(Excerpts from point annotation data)

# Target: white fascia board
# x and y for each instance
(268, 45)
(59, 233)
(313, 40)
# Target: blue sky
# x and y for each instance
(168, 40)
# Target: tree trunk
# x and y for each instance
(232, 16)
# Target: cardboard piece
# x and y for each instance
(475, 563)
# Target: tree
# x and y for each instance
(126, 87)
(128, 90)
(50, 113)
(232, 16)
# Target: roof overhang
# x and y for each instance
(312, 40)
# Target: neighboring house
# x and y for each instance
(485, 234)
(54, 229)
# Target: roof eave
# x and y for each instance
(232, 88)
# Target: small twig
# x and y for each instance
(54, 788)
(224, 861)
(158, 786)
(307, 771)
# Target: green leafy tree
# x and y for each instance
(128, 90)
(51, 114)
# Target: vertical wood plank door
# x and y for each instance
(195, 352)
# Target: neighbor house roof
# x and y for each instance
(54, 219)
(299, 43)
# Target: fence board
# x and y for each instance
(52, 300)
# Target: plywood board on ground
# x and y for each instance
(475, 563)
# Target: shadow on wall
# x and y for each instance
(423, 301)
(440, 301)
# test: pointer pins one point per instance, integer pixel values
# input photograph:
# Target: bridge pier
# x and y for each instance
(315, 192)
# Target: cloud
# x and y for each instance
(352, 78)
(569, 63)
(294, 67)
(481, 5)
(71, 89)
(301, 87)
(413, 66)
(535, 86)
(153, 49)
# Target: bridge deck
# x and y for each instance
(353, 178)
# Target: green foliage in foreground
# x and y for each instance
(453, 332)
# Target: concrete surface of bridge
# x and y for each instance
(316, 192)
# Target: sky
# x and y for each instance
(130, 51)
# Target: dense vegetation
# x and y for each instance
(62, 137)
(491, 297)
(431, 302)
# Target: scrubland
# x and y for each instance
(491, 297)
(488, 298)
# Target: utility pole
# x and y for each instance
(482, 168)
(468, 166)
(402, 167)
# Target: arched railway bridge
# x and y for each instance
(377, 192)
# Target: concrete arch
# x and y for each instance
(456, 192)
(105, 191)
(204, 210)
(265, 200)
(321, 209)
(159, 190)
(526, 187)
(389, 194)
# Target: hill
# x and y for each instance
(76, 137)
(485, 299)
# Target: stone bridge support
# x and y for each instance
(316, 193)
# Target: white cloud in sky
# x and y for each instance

__The problem__
Make an exact copy of the records.

__Task output__
# Target: white fascia board
# x and y for each instance
(268, 45)
(59, 233)
(313, 40)
# Target: blue sky
# x and y for each instance
(168, 40)
# Target: tree trunk
# x and y for each instance
(232, 16)
# Target: cardboard piece
# x and y for each instance
(475, 563)
# Target: tree
# x and y for each instance
(126, 87)
(128, 90)
(50, 113)
(232, 16)
# Target: roof overhang
# x and y for each instance
(312, 40)
# Target: neighboring house
# x and y for each instance
(485, 234)
(54, 229)
# Target: roof eave
# x and y for each instance
(232, 88)
# Target: small twig
# x and y for each instance
(54, 788)
(224, 861)
(158, 786)
(307, 771)
# Target: green leafy tree
# x and y for each instance
(128, 90)
(51, 114)
# Target: vertical wood plank door
# x and y for each instance
(195, 352)
# Target: neighbor house roof
# x and y for each instance
(54, 219)
(299, 43)
# Target: fence board
# x and y for each instance
(52, 300)
# Target: plywood board on ground
# x and y for each instance
(475, 563)
# Target: shadow on wall
# x and y for each instance
(423, 301)
(440, 301)
# test: pointer pins one point per instance, integer pixel values
# input photograph:
# Target: bridge pier
# x and y for each instance
(315, 192)
# Target: cloud
# x and y for each instance
(352, 78)
(569, 63)
(294, 67)
(481, 5)
(71, 89)
(301, 87)
(413, 66)
(535, 86)
(153, 49)
# Target: bridge deck
# x and y for each instance
(353, 178)
# Target: green foliage in foreground
# x and y for each instance
(453, 332)
# Target: concrete surface of bridge
# x and y for each instance
(316, 192)
# Target: sky
# x and y for each instance
(130, 51)
# Target: dense vegetation
# x and y for each instance
(62, 137)
(491, 297)
(431, 302)
# Target: scrubland
# x and y for each instance
(491, 297)
(488, 298)
# Target: utility pole
# x and y for each instance
(482, 168)
(468, 166)
(402, 167)
# Target: arched railway bridge
# x and y for each instance
(377, 192)
# Target: concrete arch
# x and y for each instance
(456, 192)
(105, 191)
(204, 210)
(265, 200)
(321, 209)
(159, 190)
(526, 187)
(389, 194)
# Target: hill
# x and y for each instance
(76, 137)
(485, 299)
# Target: stone bridge support
# x and y for each instance
(316, 193)
# Target: white cloud in sky
# x and y for each instance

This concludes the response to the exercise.